[Given passage start]

According to recent estimates, transnational crimes—from drug and human trafficking to oil theft, illegal mining and fishing, to weapons trafficking—generate between $1.6 trillion and $2.2 trillion annually. While significant, these figures still fail to account for the breadth of human suffering these illegal transactions cause. Beyond their immediate human impact, they conspire to suborn government authorities and degrade the rule of law, create cyclical underdevelopment that can lead to state failure and violence and, ultimately, the need for foreign intervention.

Illicit trade figures into virtually every security challenge we face. The government of Iran transships and finances the purchase of strategic goods for their missile, WMD, and military programs illicitly and often through transnational networks. The cash-starved regime in North Korea relies on hard currency derived from the trade in narcotics, weapons, wildlife, counterfeit currency, and cyber theft. And many of the more than 68 million displaced people at the center of the global refugee and humanitarian crisis fall victim to human traffickers. In each of these cases, the illicit trade in goods propagates or exacerbates other serious threats to our common security and prosperity.

In aggregate, illicit trade represents one of the most insidious and least understood threats to American and international security. By better understanding the nature of this global phenomenon, modernizing the toolkit needed to counter these illegal activities, and altering the calculus of both legitimate and illegitimate actors in the global supply chain, the United States can reap significant financial and security dividends.

[Given passage end]

### Challenge A
According to the passage on illicit trade, how much money do transnational crimes generate each year?

[Records supplied start]

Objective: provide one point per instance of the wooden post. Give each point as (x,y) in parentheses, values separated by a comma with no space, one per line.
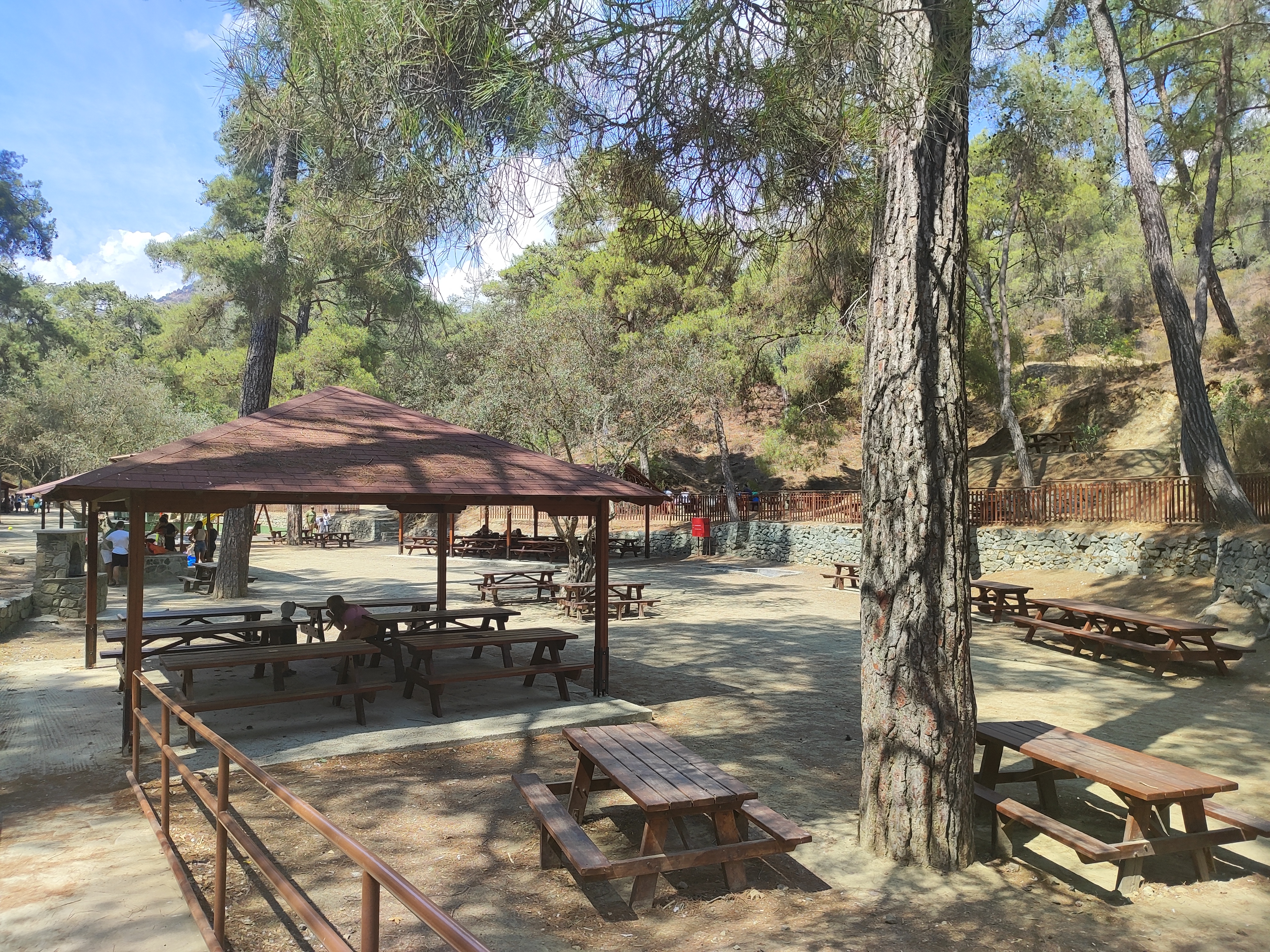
(92,558)
(137,591)
(600,676)
(441,567)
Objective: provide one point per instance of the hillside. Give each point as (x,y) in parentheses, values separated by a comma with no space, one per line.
(1131,400)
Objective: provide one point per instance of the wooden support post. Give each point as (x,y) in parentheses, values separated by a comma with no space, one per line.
(137,600)
(600,675)
(92,558)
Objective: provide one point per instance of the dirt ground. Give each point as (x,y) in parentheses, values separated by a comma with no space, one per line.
(761,676)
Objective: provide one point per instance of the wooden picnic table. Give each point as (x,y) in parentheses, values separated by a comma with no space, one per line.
(843,574)
(319,619)
(393,625)
(279,657)
(204,616)
(998,598)
(538,581)
(667,783)
(1147,785)
(1161,640)
(623,548)
(342,540)
(545,659)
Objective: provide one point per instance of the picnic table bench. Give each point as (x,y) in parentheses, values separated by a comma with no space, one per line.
(545,661)
(319,619)
(578,598)
(669,783)
(530,581)
(1147,785)
(1163,642)
(429,544)
(394,625)
(277,657)
(843,574)
(998,598)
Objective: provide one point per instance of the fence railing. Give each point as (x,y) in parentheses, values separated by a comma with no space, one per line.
(1166,501)
(375,873)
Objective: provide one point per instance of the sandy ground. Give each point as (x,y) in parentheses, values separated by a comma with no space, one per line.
(761,676)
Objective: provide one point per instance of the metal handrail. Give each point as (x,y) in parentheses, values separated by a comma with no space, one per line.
(375,871)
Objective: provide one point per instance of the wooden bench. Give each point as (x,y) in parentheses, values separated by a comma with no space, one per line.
(1094,640)
(545,661)
(620,606)
(667,783)
(429,544)
(844,573)
(279,657)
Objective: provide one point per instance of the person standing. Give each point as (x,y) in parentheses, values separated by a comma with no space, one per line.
(119,541)
(199,536)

[Records supplied end]

### Challenge B
Repeat the stretch of the records from the line containing "Objective: provide one point per instance of the metal" through the end of the records, including both ends.

### Complete output A
Between $1.6 trillion and $2.2 trillion annually.

### Complete output B
Objective: provide one point per instance of the metal handrail. Give each point as (x,y) in parentheses, values separated by a comma with no space, one per line.
(375,871)
Objective: provide one point per instance of the wooden bench. Give each point as (x,y) in parentheses, values separated by a comma with no space, one per line.
(1094,640)
(545,661)
(620,606)
(667,783)
(429,544)
(844,573)
(279,657)
Objective: provide one point per instance of the person standing. Give each point as (x,y) in parentheses, values separated by a comma with no space, one per line.
(119,541)
(199,536)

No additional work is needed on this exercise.